** Begin Data lines **
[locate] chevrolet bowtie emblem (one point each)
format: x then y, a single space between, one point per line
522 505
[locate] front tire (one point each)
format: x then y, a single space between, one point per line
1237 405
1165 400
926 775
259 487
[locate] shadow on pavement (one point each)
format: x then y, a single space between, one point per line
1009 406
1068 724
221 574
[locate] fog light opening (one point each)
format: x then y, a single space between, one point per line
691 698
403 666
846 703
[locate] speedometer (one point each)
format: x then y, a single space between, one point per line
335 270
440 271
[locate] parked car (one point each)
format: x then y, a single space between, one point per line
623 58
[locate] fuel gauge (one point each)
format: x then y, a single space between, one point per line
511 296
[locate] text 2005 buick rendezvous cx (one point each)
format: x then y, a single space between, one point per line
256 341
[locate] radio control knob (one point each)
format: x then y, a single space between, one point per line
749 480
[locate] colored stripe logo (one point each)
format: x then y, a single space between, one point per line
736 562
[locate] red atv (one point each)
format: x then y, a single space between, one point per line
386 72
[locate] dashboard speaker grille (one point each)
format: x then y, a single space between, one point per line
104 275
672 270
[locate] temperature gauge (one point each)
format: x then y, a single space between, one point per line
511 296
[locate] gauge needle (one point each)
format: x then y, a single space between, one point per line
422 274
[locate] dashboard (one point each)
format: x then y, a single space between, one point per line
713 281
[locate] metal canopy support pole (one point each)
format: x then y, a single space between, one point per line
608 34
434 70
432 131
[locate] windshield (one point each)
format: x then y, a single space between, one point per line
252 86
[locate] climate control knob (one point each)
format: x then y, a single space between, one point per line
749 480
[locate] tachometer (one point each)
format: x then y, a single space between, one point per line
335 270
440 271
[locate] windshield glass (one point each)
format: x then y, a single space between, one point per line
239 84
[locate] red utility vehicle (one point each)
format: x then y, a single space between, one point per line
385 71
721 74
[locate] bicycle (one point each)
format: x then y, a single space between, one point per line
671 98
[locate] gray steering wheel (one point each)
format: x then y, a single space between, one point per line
** End Data lines **
## What is being asked
Rewrite every line of the entries above as a Markdown table with two columns, n for the row number and Line for the text, and leave out any blank lines.

## Answer to the exercise
| n | Line |
|---|---|
| 1 | [locate] chevrolet bowtie emblem (one point each) |
| 2 | format: x then y, a single space between, one point per line |
| 3 | 522 505 |
| 4 | [locate] front tire (one point each) |
| 5 | format: x then y, a single space between, one point per line |
| 6 | 1237 405 |
| 7 | 1165 400 |
| 8 | 926 775 |
| 9 | 259 487 |
| 10 | [locate] shadow on pavement (one point each) |
| 11 | format: x then y, a single space between, one point per line |
| 12 | 1009 406 |
| 13 | 1068 724 |
| 14 | 221 574 |
| 15 | [locate] fog light opening (one point each) |
| 16 | format: x then y, a single space between, one point per line |
| 17 | 691 698 |
| 18 | 403 666 |
| 19 | 846 703 |
| 20 | [locate] speedometer (one point each) |
| 21 | format: x then y, a single space between, one point per line |
| 22 | 335 270 |
| 23 | 440 271 |
| 24 | [locate] parked car (one point each) |
| 25 | format: x then y, a single space between, one point per line |
| 26 | 623 58 |
| 27 | [locate] fuel gauge (one point each) |
| 28 | format: x then y, a single space between, one point per line |
| 29 | 511 296 |
| 30 | [locate] text 2005 buick rendezvous cx (one point each) |
| 31 | format: x then y, a single space between, one point per line |
| 32 | 256 341 |
| 33 | [locate] radio control knob (one point each) |
| 34 | format: x then y, a single space between, one point per line |
| 35 | 749 480 |
| 36 | [locate] colored stripe logo (one point each) |
| 37 | format: x then y, a single space between, one point per line |
| 38 | 736 562 |
| 39 | [locate] red atv (one point each) |
| 40 | format: x then y, a single space between, one point per line |
| 41 | 386 72 |
| 42 | [locate] dashboard speaker grille (one point each) |
| 43 | format: x then y, a single space between, one point per line |
| 44 | 104 275 |
| 45 | 672 270 |
| 46 | [locate] temperature gauge (one point each) |
| 47 | format: x then y, a single space between, one point per line |
| 48 | 511 296 |
| 49 | [locate] gauge needle (one point each) |
| 50 | format: x then y, a single space between, one point per line |
| 51 | 422 274 |
| 52 | [locate] dashboard (one point each) |
| 53 | format: x then y, a single space between, one point per line |
| 54 | 713 281 |
| 55 | [locate] metal canopy support pole (one point each) |
| 56 | format: x then y, a single space between, one point per line |
| 57 | 608 34 |
| 58 | 434 70 |
| 59 | 432 131 |
| 60 | [locate] windshield (one point each) |
| 61 | format: x then y, a single space between, one point per line |
| 62 | 252 86 |
| 63 | [locate] climate control knob (one point each) |
| 64 | format: x then y, a single space between, one point per line |
| 65 | 749 480 |
| 66 | [locate] tachometer (one point each) |
| 67 | format: x then y, a single space between, one point per line |
| 68 | 335 270 |
| 69 | 440 271 |
| 70 | [locate] windshield glass (one point each) |
| 71 | format: x then y, a single space between, one point per line |
| 72 | 239 84 |
| 73 | [locate] red utility vehicle (one point each) |
| 74 | format: x then y, a single space between, one point per line |
| 75 | 385 71 |
| 76 | 721 74 |
| 77 | [locate] bicycle (one point each) |
| 78 | format: x then y, a single space between, one point per line |
| 79 | 671 98 |
| 80 | [locate] gray steering wheel (one point each) |
| 81 | format: x then y, a single space between, one point per line |